━━ Dataset extract

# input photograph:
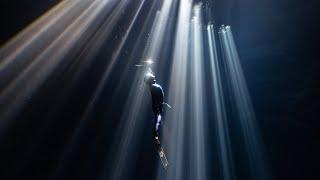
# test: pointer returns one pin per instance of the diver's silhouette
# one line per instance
(157, 106)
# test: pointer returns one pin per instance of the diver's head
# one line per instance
(149, 78)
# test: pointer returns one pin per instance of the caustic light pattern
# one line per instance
(199, 68)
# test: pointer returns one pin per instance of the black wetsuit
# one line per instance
(157, 106)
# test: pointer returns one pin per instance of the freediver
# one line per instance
(157, 106)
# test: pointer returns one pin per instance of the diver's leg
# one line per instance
(156, 129)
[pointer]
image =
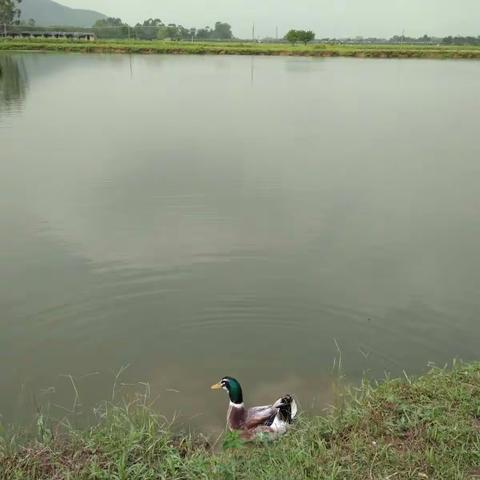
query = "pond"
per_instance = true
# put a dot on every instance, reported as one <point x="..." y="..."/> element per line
<point x="173" y="219"/>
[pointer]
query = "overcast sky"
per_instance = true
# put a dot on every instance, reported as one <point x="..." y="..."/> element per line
<point x="328" y="18"/>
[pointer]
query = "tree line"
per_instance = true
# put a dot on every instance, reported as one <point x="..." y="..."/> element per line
<point x="154" y="28"/>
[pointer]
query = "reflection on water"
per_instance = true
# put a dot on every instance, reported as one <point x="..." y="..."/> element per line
<point x="13" y="82"/>
<point x="191" y="223"/>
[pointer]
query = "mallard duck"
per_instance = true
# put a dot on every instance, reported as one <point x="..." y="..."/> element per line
<point x="257" y="422"/>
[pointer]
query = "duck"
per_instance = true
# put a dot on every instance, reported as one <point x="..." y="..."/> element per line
<point x="265" y="422"/>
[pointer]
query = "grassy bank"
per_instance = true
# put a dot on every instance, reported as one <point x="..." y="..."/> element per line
<point x="235" y="48"/>
<point x="400" y="429"/>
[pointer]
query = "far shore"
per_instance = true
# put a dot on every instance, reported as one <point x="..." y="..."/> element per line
<point x="235" y="48"/>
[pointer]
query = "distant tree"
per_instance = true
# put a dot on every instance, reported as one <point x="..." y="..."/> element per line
<point x="148" y="30"/>
<point x="9" y="11"/>
<point x="108" y="22"/>
<point x="292" y="36"/>
<point x="305" y="36"/>
<point x="152" y="22"/>
<point x="111" y="28"/>
<point x="204" y="33"/>
<point x="222" y="31"/>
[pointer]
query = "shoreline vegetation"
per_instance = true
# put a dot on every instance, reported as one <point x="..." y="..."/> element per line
<point x="245" y="48"/>
<point x="422" y="428"/>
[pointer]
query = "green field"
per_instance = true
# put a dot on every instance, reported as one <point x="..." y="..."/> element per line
<point x="428" y="428"/>
<point x="236" y="48"/>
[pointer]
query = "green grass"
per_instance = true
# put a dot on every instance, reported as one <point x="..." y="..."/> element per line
<point x="400" y="429"/>
<point x="237" y="48"/>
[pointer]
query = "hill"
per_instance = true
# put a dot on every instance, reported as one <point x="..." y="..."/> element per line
<point x="48" y="13"/>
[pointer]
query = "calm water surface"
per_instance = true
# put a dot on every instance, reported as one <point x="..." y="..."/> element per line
<point x="194" y="217"/>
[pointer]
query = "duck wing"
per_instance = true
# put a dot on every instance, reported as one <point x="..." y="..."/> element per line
<point x="257" y="416"/>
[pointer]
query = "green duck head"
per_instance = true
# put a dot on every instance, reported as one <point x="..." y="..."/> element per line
<point x="232" y="386"/>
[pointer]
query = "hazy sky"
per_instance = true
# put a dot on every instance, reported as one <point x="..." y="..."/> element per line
<point x="328" y="18"/>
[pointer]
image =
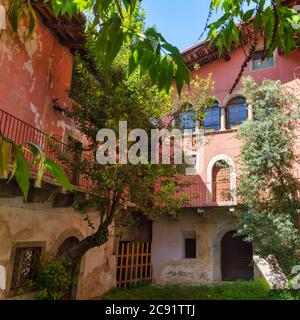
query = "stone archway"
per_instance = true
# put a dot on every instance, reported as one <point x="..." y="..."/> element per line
<point x="67" y="240"/>
<point x="209" y="175"/>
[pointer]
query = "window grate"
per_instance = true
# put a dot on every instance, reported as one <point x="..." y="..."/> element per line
<point x="25" y="263"/>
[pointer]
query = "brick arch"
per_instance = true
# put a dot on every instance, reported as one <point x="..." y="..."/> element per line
<point x="209" y="175"/>
<point x="72" y="232"/>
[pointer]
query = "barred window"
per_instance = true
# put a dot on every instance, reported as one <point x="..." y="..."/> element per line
<point x="258" y="63"/>
<point x="188" y="120"/>
<point x="25" y="264"/>
<point x="221" y="182"/>
<point x="189" y="244"/>
<point x="237" y="112"/>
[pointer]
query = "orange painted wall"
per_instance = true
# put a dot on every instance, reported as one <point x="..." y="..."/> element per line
<point x="224" y="74"/>
<point x="32" y="73"/>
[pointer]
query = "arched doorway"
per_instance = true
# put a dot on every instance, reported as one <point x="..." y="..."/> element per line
<point x="236" y="258"/>
<point x="221" y="182"/>
<point x="64" y="247"/>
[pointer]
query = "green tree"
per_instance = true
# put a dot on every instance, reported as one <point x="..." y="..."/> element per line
<point x="268" y="187"/>
<point x="106" y="98"/>
<point x="275" y="21"/>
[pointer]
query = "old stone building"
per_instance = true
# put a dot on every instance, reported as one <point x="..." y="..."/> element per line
<point x="33" y="73"/>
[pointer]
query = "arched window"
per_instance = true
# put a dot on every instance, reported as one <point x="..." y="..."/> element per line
<point x="221" y="182"/>
<point x="212" y="117"/>
<point x="237" y="112"/>
<point x="188" y="120"/>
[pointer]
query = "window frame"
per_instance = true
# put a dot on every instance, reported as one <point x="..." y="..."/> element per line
<point x="194" y="121"/>
<point x="263" y="67"/>
<point x="21" y="245"/>
<point x="214" y="107"/>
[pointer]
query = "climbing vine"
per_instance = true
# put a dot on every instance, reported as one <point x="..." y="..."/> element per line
<point x="268" y="186"/>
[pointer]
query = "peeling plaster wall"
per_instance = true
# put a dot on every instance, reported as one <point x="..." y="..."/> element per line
<point x="169" y="265"/>
<point x="20" y="222"/>
<point x="38" y="69"/>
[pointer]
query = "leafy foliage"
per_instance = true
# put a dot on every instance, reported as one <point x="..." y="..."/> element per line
<point x="53" y="279"/>
<point x="268" y="187"/>
<point x="114" y="24"/>
<point x="17" y="155"/>
<point x="109" y="96"/>
<point x="238" y="290"/>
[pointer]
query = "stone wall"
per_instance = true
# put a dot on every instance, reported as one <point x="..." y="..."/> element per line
<point x="22" y="223"/>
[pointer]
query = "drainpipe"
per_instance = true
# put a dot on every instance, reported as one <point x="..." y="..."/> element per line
<point x="223" y="118"/>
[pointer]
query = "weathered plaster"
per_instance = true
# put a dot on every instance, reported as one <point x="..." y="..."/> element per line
<point x="39" y="222"/>
<point x="209" y="175"/>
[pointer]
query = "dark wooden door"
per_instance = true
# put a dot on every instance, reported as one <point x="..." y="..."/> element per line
<point x="236" y="258"/>
<point x="64" y="247"/>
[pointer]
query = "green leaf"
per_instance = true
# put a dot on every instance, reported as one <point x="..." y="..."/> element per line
<point x="32" y="21"/>
<point x="14" y="15"/>
<point x="21" y="169"/>
<point x="4" y="158"/>
<point x="58" y="174"/>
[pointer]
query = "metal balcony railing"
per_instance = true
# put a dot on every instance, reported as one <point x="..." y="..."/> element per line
<point x="21" y="132"/>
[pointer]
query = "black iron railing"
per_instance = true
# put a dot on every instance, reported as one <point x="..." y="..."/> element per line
<point x="21" y="132"/>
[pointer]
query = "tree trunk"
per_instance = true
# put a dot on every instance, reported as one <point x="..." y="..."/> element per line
<point x="95" y="240"/>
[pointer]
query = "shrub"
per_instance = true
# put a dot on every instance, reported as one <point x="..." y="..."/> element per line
<point x="53" y="279"/>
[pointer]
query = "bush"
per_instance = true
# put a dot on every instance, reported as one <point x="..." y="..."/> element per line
<point x="53" y="279"/>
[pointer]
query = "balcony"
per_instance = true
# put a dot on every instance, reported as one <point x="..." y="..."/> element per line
<point x="200" y="194"/>
<point x="21" y="132"/>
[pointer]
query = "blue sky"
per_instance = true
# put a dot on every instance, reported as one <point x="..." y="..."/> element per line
<point x="180" y="21"/>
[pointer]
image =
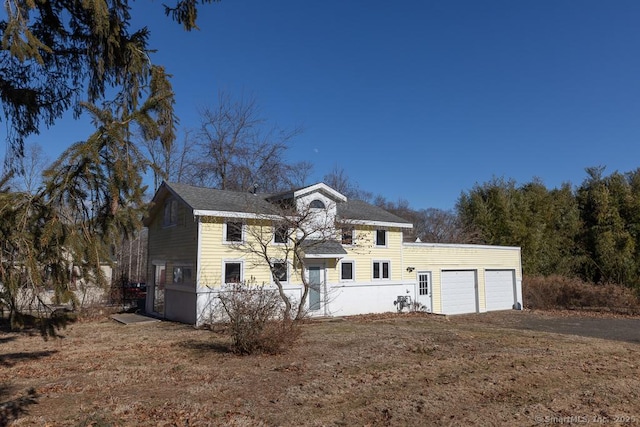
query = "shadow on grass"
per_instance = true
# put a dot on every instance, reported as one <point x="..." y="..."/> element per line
<point x="201" y="347"/>
<point x="11" y="359"/>
<point x="7" y="339"/>
<point x="14" y="408"/>
<point x="47" y="327"/>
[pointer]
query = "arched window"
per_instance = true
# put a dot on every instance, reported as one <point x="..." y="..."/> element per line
<point x="317" y="204"/>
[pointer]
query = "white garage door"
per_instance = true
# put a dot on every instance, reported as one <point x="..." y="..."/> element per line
<point x="499" y="288"/>
<point x="459" y="292"/>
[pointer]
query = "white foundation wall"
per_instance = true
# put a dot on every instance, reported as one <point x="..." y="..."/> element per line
<point x="367" y="298"/>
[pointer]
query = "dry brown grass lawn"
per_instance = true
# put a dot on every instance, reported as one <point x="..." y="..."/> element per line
<point x="377" y="370"/>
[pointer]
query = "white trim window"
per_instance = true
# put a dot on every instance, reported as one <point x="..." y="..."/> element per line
<point x="381" y="270"/>
<point x="347" y="271"/>
<point x="280" y="234"/>
<point x="280" y="271"/>
<point x="170" y="213"/>
<point x="381" y="237"/>
<point x="182" y="275"/>
<point x="233" y="232"/>
<point x="232" y="271"/>
<point x="348" y="236"/>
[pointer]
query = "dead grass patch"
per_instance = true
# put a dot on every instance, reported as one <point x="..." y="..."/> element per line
<point x="368" y="370"/>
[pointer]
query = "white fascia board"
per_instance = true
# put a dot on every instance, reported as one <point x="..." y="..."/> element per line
<point x="229" y="214"/>
<point x="324" y="256"/>
<point x="459" y="245"/>
<point x="375" y="223"/>
<point x="320" y="187"/>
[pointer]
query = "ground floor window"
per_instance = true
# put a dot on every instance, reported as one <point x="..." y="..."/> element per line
<point x="182" y="275"/>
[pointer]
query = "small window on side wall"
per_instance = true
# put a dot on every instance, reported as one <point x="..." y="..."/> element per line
<point x="182" y="275"/>
<point x="347" y="271"/>
<point x="233" y="232"/>
<point x="170" y="213"/>
<point x="280" y="271"/>
<point x="347" y="236"/>
<point x="317" y="204"/>
<point x="232" y="272"/>
<point x="381" y="270"/>
<point x="280" y="234"/>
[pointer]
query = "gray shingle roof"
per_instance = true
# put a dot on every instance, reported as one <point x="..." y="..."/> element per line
<point x="363" y="211"/>
<point x="209" y="199"/>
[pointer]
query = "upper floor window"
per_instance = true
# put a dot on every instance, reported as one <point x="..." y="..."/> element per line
<point x="170" y="215"/>
<point x="280" y="234"/>
<point x="347" y="236"/>
<point x="381" y="237"/>
<point x="317" y="204"/>
<point x="280" y="271"/>
<point x="232" y="272"/>
<point x="233" y="232"/>
<point x="347" y="270"/>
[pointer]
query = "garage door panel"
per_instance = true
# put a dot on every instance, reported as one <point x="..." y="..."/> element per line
<point x="458" y="292"/>
<point x="499" y="289"/>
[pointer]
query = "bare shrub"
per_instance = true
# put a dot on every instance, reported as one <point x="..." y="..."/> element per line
<point x="256" y="320"/>
<point x="559" y="292"/>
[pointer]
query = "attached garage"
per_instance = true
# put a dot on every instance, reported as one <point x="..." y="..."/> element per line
<point x="500" y="289"/>
<point x="459" y="292"/>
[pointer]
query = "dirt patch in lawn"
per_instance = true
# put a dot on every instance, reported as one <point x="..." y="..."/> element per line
<point x="369" y="370"/>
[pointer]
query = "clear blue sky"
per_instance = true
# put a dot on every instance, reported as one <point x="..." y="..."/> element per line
<point x="418" y="100"/>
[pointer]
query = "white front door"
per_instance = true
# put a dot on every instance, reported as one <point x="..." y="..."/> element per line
<point x="315" y="278"/>
<point x="158" y="290"/>
<point x="423" y="294"/>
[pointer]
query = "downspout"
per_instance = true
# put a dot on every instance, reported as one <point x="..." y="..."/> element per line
<point x="198" y="263"/>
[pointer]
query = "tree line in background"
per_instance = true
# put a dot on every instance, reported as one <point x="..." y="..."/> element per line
<point x="591" y="232"/>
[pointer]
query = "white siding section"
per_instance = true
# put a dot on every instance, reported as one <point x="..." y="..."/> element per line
<point x="500" y="289"/>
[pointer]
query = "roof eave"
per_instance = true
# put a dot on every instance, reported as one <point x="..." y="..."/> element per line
<point x="376" y="223"/>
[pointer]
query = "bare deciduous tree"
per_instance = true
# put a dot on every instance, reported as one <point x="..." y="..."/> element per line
<point x="236" y="149"/>
<point x="338" y="179"/>
<point x="300" y="230"/>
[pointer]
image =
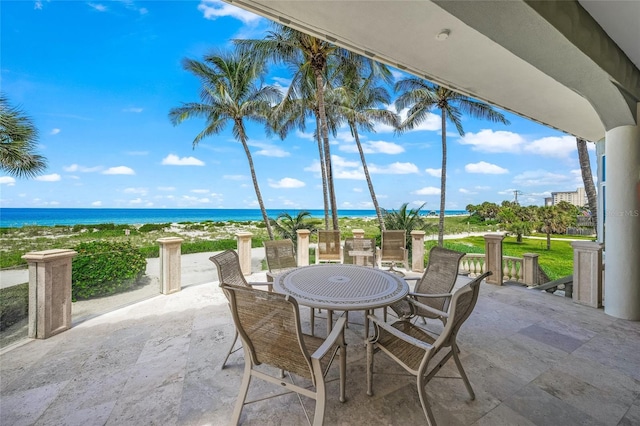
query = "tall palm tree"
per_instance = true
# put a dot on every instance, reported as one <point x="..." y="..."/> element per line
<point x="230" y="94"/>
<point x="587" y="179"/>
<point x="298" y="103"/>
<point x="420" y="97"/>
<point x="362" y="103"/>
<point x="18" y="141"/>
<point x="312" y="57"/>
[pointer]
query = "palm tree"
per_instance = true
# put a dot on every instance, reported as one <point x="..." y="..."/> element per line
<point x="420" y="97"/>
<point x="362" y="103"/>
<point x="587" y="179"/>
<point x="230" y="95"/>
<point x="311" y="57"/>
<point x="286" y="225"/>
<point x="298" y="103"/>
<point x="404" y="219"/>
<point x="18" y="137"/>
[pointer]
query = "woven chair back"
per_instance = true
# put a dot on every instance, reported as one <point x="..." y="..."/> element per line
<point x="228" y="266"/>
<point x="359" y="251"/>
<point x="462" y="304"/>
<point x="393" y="246"/>
<point x="280" y="255"/>
<point x="329" y="245"/>
<point x="269" y="325"/>
<point x="439" y="278"/>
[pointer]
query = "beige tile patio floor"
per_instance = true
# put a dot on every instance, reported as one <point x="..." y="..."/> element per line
<point x="532" y="358"/>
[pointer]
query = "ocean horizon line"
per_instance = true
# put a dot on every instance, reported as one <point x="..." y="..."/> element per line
<point x="17" y="217"/>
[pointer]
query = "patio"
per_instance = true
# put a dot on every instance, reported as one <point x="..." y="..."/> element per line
<point x="532" y="358"/>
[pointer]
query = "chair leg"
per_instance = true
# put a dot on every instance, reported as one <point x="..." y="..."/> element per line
<point x="244" y="389"/>
<point x="369" y="367"/>
<point x="235" y="338"/>
<point x="426" y="407"/>
<point x="465" y="379"/>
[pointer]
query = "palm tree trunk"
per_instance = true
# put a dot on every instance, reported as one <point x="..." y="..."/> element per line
<point x="327" y="150"/>
<point x="354" y="130"/>
<point x="587" y="179"/>
<point x="443" y="180"/>
<point x="325" y="197"/>
<point x="243" y="139"/>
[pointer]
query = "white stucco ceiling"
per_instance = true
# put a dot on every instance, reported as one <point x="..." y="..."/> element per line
<point x="522" y="77"/>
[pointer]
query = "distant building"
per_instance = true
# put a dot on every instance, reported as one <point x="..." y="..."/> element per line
<point x="577" y="198"/>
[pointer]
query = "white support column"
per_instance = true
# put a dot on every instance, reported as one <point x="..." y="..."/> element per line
<point x="417" y="251"/>
<point x="302" y="250"/>
<point x="49" y="292"/>
<point x="170" y="264"/>
<point x="244" y="251"/>
<point x="622" y="223"/>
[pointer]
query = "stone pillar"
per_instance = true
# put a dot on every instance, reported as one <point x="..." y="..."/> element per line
<point x="244" y="251"/>
<point x="493" y="257"/>
<point x="622" y="222"/>
<point x="417" y="251"/>
<point x="49" y="292"/>
<point x="587" y="273"/>
<point x="530" y="268"/>
<point x="302" y="250"/>
<point x="170" y="264"/>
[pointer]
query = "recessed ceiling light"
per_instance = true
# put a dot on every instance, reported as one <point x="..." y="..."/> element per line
<point x="443" y="35"/>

━━━━

Assignment: Extract every line from the records above that contains the word "wall".

Reply to the exercise:
query = "orange painted wall"
query = "peeling plaster wall"
query = "stone wall"
query = "white foundation wall"
query = "small window on side wall"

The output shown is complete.